■ Problem details: With no line omitted, restate the records below exactly as they appear.

■ Material for this exercise:
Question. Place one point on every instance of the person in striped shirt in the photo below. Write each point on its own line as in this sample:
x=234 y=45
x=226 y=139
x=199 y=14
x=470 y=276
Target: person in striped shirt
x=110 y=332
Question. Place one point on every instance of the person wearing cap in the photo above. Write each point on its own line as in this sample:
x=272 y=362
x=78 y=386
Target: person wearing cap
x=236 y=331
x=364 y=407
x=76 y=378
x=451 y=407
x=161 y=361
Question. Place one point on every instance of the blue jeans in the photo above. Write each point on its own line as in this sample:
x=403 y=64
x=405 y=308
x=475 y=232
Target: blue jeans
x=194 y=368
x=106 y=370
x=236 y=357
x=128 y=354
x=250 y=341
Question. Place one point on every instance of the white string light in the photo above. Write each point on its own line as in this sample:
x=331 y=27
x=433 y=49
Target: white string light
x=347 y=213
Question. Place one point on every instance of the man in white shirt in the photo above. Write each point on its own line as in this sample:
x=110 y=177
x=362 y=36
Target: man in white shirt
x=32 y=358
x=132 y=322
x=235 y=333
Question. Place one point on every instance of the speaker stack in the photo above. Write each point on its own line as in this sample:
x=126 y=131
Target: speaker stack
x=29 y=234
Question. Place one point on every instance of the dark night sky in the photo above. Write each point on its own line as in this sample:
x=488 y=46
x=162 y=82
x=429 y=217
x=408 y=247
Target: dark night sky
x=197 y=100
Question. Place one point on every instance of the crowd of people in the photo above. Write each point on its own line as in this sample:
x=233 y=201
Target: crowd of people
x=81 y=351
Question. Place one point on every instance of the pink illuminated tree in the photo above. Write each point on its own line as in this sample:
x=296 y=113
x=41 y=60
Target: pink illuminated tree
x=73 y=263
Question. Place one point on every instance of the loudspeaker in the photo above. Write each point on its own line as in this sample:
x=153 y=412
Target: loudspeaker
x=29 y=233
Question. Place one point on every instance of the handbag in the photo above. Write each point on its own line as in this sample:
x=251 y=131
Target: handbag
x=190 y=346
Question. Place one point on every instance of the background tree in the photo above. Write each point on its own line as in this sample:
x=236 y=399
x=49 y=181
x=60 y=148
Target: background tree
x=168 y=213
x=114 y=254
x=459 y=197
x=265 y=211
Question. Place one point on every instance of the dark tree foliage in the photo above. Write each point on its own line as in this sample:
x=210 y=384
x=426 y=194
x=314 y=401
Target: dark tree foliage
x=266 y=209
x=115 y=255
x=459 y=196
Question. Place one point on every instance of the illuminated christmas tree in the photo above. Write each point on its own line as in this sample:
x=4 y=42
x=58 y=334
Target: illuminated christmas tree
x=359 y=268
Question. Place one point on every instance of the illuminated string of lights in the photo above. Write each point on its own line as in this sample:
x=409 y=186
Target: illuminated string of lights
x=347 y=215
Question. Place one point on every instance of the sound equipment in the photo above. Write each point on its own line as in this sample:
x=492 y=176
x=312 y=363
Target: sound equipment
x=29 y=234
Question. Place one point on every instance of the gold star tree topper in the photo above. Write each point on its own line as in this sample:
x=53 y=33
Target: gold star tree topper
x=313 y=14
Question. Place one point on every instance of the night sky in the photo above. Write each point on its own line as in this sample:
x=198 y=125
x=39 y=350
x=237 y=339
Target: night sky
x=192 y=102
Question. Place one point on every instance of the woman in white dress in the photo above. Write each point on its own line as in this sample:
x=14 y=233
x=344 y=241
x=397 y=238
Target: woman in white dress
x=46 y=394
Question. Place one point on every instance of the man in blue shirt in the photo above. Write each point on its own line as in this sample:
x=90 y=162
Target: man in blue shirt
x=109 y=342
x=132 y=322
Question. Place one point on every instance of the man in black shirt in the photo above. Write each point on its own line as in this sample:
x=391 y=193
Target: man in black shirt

■ Completed exercise:
Question. Place one point on every instance of the person in striped shirt in the photo below. Write each point on its own line as in this sample:
x=234 y=45
x=226 y=139
x=199 y=14
x=470 y=276
Target: person in striped shirt
x=110 y=332
Question. Place one point on every instance of the person wearing cap in the photo above. Write each point on its own line as in this sample:
x=272 y=362
x=78 y=386
Target: person wearing cap
x=236 y=331
x=364 y=407
x=76 y=378
x=451 y=407
x=161 y=361
Question. Place one point on every instance of the blue jeans in the photo above. Write each point on its own line as in this sample:
x=403 y=64
x=405 y=308
x=475 y=232
Target: blue jeans
x=194 y=368
x=106 y=370
x=236 y=357
x=128 y=354
x=250 y=341
Question. Place one point on every instance of the white string light in the photo above. Write each point on its own line as in this sample:
x=331 y=27
x=433 y=49
Target: white string light
x=347 y=213
Question. Place one point on every instance of the man in white shirt in the photo above. Write each point on its own line as in this sample:
x=110 y=177
x=362 y=36
Target: man in white shirt
x=32 y=358
x=132 y=322
x=235 y=333
Question. Place one point on every instance of the speaker stack in the photo above. Write each point on its own line as in this sample:
x=126 y=131
Target: speaker stack
x=29 y=234
Question. Place one point on every instance of the dark night sky in the photo above. Write each point on its own line as in this sample:
x=488 y=46
x=162 y=82
x=429 y=217
x=408 y=247
Target: dark night sky
x=197 y=100
Question. Place one point on every instance of the crowd of people in the photo above. Write each point on its own line as in this sample:
x=233 y=201
Target: crowd of people
x=81 y=351
Question. Place one point on every instance of the pink illuminated tree in the photo above. Write each point on its own line as in this sample:
x=296 y=113
x=41 y=60
Target: pink illuminated tree
x=73 y=263
Question. Place one point on every instance of the loudspeaker in the photo above. Write each point on its own line as in this sample:
x=153 y=412
Target: loudspeaker
x=29 y=233
Question. Place one point on every instance of the handbag in the photo above. Write each point on its own line as in this sample:
x=251 y=131
Target: handbag
x=190 y=346
Question. Place one point on every instance of the background tree in the photo above. Write each point on its own line as in this sample:
x=236 y=399
x=49 y=181
x=60 y=148
Target: background tree
x=168 y=213
x=114 y=254
x=459 y=197
x=265 y=211
Question. Place one point on every instance of the dark tree foliage in the photo above. Write each point on its own line as in this sample:
x=210 y=384
x=426 y=194
x=314 y=401
Target: dark tree foliage
x=266 y=209
x=115 y=255
x=459 y=196
Question. Place one point on every instance of the illuminated christmas tree in the photo above. Write each point on its own line as in this sample:
x=4 y=42
x=58 y=334
Target: illuminated christmas tree
x=359 y=268
Question. Place one point on every instance of the illuminated string of lights in the photo above. Write each point on its own line as in this sample:
x=409 y=186
Target: illuminated string of lights
x=347 y=215
Question. Place one point on every instance of the sound equipment in the photo above. Write each point on its own line as in this sample:
x=492 y=176
x=312 y=363
Target: sound equipment
x=29 y=234
Question. Place one point on every instance of the gold star tree topper in the photo above. Write each point on its own line as in this sample:
x=53 y=33
Target: gold star tree topper
x=313 y=14
Question. Place one point on every instance of the night sky in the photo above. Write each point on its own line as in this sample:
x=198 y=125
x=39 y=350
x=237 y=339
Target: night sky
x=192 y=102
Question. Place one point on every instance of the woman in white dress in the photo above. Write each point on its own line as in this sample:
x=14 y=233
x=344 y=241
x=397 y=238
Target: woman in white dress
x=46 y=394
Question. Place one point on every instance of the man in blue shirt in the photo above. Write each point on its own line as in this sample:
x=90 y=162
Target: man in blue shirt
x=109 y=342
x=132 y=322
Question. Place one point on every instance of the man in black shirt in the photo above. Write each point on its own line as in this sample:
x=391 y=193
Target: man in black shirt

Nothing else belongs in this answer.